◆ **What you are asked to do**
Output the material from the line containing "Where can the dirt field be found here?" through the line containing "[[431, 65]]" as a two-column CSV with the headers request and answer. Give each answer its own row, with the text it responds to in the request field, and put every field in quotes with line breaks turned into spaces.

◆ **Data for processing**
———
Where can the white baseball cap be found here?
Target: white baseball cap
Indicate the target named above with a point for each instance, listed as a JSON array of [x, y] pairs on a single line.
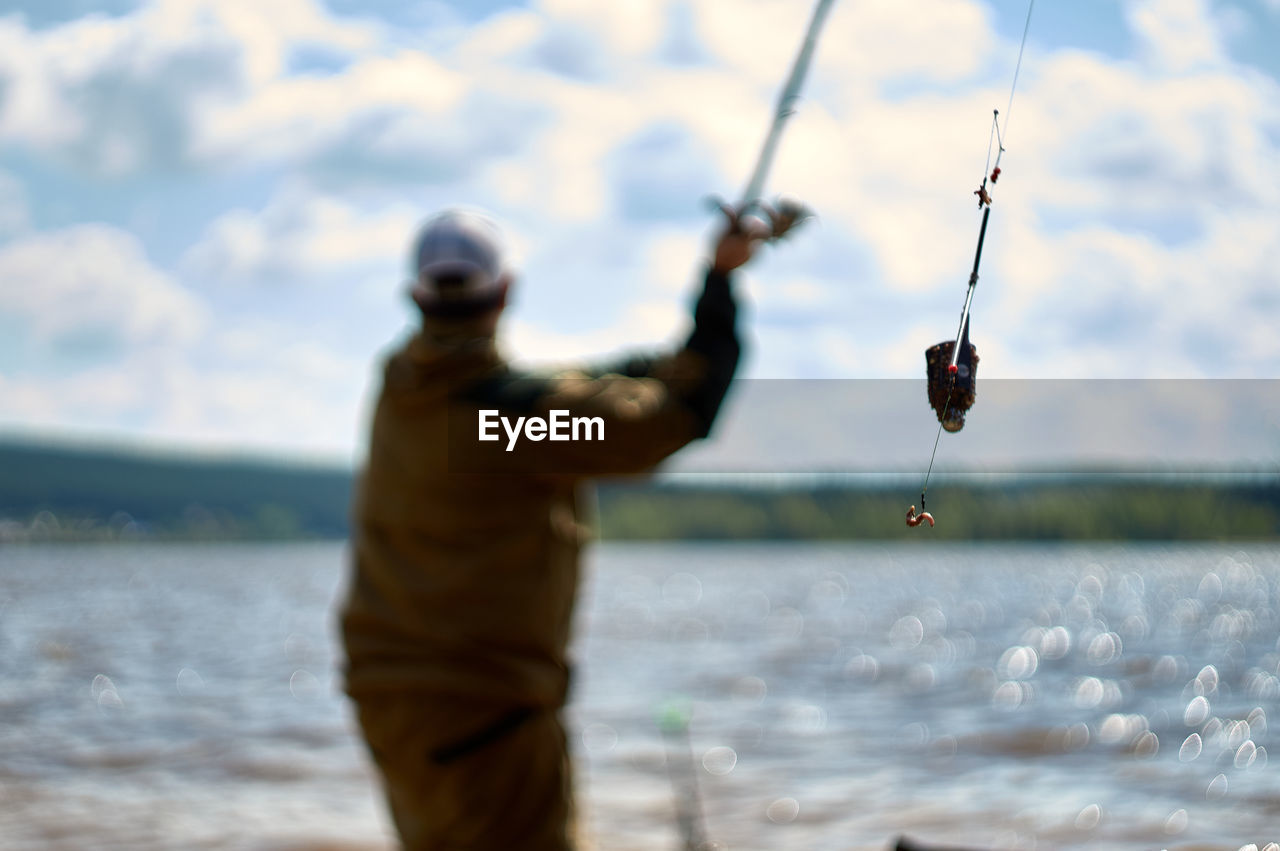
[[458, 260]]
———
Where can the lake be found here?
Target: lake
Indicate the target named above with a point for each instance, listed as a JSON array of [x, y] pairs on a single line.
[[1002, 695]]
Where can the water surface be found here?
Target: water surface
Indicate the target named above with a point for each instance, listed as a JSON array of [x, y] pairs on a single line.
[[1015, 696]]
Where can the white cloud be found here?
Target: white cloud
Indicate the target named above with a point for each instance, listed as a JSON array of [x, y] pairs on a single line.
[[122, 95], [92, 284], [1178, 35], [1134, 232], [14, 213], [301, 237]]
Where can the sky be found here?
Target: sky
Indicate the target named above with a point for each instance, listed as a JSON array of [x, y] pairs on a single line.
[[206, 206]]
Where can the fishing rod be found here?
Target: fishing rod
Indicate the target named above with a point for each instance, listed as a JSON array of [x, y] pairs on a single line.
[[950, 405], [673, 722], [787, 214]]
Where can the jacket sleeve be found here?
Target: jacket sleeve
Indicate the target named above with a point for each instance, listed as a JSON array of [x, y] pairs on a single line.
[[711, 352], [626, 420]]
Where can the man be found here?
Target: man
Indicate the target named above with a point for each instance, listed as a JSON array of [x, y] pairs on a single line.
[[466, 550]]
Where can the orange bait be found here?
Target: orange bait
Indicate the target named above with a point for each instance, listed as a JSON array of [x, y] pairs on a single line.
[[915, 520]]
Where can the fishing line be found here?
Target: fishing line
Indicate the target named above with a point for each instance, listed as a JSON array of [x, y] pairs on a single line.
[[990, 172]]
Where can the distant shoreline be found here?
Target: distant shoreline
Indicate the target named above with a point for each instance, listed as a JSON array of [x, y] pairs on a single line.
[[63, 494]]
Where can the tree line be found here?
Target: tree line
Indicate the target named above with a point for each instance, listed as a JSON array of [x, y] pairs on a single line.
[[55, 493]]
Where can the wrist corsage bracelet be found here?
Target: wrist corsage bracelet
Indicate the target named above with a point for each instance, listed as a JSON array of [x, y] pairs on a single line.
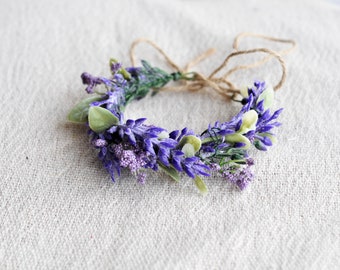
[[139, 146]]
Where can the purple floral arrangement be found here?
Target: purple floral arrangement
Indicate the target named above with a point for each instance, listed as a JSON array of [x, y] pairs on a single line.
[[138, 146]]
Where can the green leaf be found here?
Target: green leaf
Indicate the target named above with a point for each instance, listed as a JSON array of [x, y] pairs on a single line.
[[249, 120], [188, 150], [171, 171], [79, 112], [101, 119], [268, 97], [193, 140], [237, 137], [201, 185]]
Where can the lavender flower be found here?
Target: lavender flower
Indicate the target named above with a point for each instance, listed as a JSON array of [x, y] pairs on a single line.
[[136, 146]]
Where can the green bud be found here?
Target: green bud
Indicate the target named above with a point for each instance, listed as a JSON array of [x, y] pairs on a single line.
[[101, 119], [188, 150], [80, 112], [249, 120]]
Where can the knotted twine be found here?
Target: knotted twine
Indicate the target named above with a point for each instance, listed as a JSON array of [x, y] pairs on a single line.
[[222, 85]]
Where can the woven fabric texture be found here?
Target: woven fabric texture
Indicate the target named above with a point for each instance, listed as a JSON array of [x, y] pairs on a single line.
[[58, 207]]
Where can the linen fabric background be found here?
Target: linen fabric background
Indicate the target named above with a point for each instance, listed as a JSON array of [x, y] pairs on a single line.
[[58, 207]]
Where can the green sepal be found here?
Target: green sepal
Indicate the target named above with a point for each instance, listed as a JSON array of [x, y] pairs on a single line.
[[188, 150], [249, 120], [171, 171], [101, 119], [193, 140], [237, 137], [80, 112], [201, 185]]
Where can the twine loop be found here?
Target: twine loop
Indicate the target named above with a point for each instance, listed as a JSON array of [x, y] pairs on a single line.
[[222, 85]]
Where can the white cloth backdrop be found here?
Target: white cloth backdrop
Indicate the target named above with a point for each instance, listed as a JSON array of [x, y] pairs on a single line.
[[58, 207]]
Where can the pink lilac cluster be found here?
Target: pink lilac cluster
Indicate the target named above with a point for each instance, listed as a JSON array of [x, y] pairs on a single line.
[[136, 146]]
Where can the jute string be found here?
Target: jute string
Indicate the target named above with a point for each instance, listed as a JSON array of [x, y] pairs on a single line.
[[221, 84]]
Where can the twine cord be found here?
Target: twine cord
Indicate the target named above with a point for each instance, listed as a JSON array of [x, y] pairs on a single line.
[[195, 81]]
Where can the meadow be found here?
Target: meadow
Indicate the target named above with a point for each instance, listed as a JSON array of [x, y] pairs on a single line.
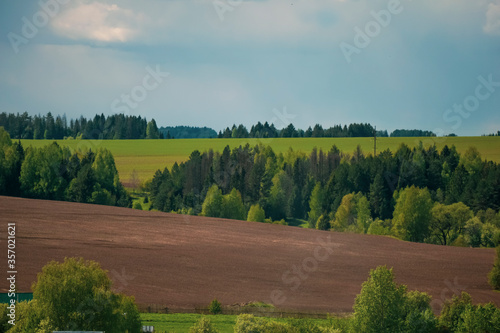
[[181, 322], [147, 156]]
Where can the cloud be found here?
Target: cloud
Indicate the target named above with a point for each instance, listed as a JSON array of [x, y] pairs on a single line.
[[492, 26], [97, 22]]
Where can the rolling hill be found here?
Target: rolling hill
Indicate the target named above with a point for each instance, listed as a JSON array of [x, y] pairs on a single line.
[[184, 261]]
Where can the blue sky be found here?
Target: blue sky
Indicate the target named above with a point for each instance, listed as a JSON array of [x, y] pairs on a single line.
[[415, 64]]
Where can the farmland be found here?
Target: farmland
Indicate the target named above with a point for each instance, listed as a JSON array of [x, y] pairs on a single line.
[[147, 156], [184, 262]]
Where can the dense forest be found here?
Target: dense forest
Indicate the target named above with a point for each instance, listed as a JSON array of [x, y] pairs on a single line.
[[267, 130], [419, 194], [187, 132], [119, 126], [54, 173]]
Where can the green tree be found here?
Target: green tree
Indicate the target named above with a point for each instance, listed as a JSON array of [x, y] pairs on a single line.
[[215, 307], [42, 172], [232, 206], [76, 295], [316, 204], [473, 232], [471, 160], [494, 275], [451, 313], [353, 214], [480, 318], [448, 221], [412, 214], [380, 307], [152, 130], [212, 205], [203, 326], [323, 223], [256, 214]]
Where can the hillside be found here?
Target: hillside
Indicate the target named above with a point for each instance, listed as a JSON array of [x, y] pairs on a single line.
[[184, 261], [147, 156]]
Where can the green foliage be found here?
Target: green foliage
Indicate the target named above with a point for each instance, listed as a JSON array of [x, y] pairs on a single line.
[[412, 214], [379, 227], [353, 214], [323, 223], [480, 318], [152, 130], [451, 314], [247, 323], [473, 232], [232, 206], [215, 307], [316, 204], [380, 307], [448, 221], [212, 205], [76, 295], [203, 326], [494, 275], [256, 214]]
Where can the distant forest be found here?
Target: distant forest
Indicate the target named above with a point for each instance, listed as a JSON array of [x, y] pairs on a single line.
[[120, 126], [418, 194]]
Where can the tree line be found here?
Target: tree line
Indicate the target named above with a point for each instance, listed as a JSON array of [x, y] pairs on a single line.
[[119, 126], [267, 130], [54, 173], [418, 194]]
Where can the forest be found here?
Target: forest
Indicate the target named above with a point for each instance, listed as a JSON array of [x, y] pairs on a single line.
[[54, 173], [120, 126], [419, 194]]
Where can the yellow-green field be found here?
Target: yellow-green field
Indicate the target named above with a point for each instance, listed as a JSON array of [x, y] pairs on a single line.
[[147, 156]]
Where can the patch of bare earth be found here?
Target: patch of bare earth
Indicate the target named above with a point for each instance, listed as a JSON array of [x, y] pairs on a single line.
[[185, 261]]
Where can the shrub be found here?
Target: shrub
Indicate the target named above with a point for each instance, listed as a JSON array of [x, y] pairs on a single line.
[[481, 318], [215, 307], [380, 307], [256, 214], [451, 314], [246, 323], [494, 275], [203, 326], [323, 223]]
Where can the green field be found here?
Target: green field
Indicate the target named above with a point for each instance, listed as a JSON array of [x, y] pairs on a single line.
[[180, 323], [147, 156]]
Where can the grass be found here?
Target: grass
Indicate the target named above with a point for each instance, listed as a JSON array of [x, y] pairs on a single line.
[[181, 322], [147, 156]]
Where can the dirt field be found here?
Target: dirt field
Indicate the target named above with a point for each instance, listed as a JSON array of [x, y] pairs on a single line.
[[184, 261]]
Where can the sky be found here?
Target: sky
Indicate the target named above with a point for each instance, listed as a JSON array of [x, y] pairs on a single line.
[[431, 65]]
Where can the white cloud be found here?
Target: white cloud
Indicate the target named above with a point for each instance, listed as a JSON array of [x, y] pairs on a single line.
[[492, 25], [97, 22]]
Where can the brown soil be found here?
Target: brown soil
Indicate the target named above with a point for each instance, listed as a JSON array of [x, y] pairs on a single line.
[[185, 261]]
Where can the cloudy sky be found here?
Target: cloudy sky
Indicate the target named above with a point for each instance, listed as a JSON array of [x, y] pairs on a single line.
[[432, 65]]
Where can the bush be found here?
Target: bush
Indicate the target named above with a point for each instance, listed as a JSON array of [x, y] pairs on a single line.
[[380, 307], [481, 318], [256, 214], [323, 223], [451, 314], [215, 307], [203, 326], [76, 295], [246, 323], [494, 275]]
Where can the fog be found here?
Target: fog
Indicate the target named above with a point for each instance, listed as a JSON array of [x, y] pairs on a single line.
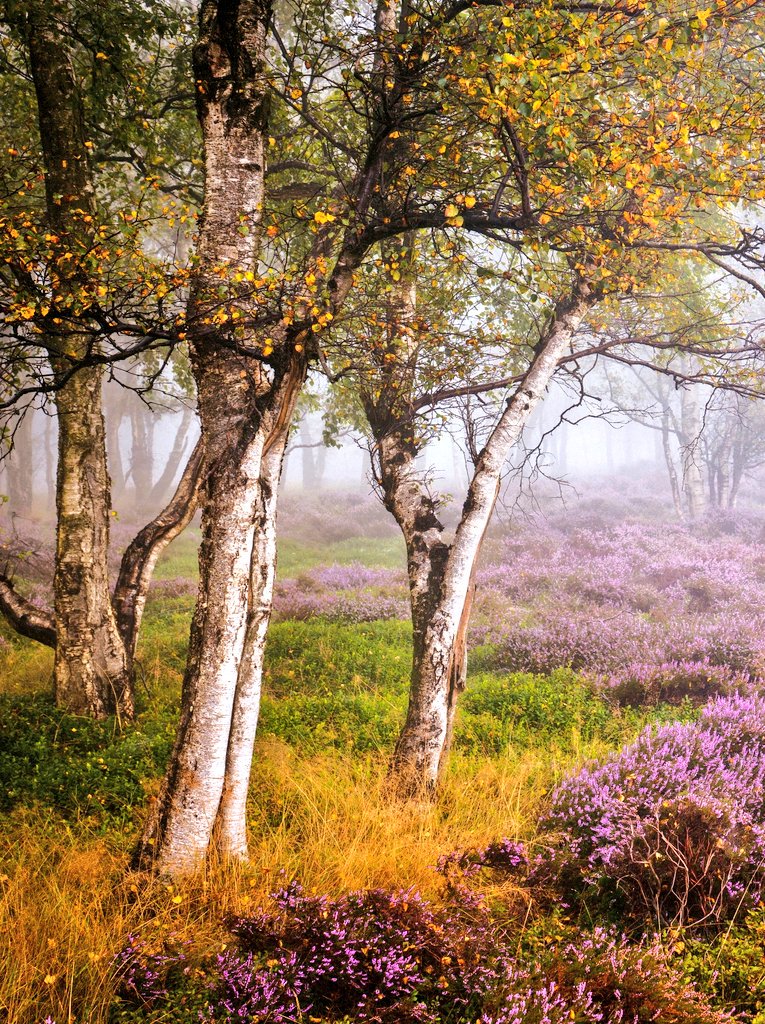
———
◆ **Answer to this exercise**
request,answer
"Where can the dirt field be found here? Target: dirt field Indicate the target named above with a point for each instance, listed as a JSON array of [x, y] pairs on a single line.","[[184, 261]]"
"Where can the sky be found here? Target: sky Indicate the target named above with a point for each instance, listed as a JSON array of [x, y] pairs on a single line.","[[431, 65]]"